#### [THE PROBLEM]
Below are the entries; output exactly the lines from the one containing "Study the picture above. For each instance of the woman with" through the final line, inclusive.

#### [RECORDS TO USE]
====
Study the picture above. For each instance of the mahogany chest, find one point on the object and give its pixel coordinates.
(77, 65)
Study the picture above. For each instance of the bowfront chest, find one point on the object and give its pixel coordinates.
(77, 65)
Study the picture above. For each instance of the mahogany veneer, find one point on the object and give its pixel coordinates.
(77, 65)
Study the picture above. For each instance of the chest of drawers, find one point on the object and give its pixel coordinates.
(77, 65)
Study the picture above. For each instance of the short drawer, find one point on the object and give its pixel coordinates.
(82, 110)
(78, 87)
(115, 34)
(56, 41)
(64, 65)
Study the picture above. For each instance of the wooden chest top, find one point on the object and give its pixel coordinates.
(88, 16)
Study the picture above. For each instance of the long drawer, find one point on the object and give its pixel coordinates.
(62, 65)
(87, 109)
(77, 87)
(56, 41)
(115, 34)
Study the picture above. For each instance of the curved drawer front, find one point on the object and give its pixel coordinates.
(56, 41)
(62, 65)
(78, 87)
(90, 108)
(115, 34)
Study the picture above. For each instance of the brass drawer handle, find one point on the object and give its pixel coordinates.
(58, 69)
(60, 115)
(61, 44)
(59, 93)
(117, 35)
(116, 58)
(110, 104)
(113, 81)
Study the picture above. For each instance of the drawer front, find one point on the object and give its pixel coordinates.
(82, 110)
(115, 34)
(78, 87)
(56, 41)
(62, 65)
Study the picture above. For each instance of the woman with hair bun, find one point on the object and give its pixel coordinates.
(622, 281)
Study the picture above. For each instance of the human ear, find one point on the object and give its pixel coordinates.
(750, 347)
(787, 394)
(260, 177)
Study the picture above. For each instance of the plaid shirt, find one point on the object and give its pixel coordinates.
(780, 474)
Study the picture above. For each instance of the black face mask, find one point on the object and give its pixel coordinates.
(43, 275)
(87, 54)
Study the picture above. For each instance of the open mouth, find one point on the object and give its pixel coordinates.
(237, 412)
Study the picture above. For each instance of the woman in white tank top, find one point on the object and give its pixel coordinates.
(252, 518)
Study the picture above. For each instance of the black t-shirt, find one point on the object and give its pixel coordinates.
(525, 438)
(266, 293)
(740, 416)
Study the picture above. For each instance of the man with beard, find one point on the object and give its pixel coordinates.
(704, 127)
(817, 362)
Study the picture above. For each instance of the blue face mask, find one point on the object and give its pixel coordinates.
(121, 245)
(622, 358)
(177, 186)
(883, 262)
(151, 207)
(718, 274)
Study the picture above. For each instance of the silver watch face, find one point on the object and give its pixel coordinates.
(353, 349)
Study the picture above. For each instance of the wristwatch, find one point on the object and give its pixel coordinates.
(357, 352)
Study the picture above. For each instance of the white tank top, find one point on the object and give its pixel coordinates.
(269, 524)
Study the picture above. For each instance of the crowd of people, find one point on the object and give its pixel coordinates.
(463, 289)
====
#### [CORRECT OUTPUT]
Study the picture above. For each instance of the woman with hair bun, find one point on the object and give its pixel coordinates.
(622, 281)
Study the picture above. For each instance of the human ear, find one point on the object and give its pixel coordinates.
(750, 347)
(787, 394)
(260, 177)
Study the picture above. For each instance of the plaid shirt, find one point on the object and give its pixel coordinates.
(780, 474)
Study the picture above. For each instance of the black face mask, find one point on the object and give its pixel coordinates.
(43, 275)
(87, 54)
Study the picture above. For each instance of the open mouth, find one point on the object and give its pixel coordinates.
(237, 412)
Study the picture above. For each instance of the woman in white tank top, find one point on the object and give its pixel coordinates.
(252, 518)
Study the picture above. For each instance of the black t-shirt, find one point on the object and give its pixel coordinates.
(525, 438)
(266, 293)
(740, 416)
Study the picture above. For each instance of the man with beard, find one point on the object and give its pixel coordinates.
(704, 127)
(817, 362)
Study the picture above. For each instance of the blue face mask, find one point on the object and give its pixel coordinates.
(121, 245)
(622, 358)
(177, 186)
(883, 262)
(151, 207)
(718, 274)
Study the picture above. For each instance of the silver watch face, find one point on the object and give its pixel coordinates.
(353, 349)
Study the picture above. For each instance of the wristwatch, find one point on the object and give its pixel coordinates.
(357, 352)
Study the picture above. For each instance of the white tank top, find one point on the object and give its pixel coordinates.
(269, 524)
Study the picture above. For each instance of the crowd of people, find one point on the object and give its pixel coordinates.
(463, 289)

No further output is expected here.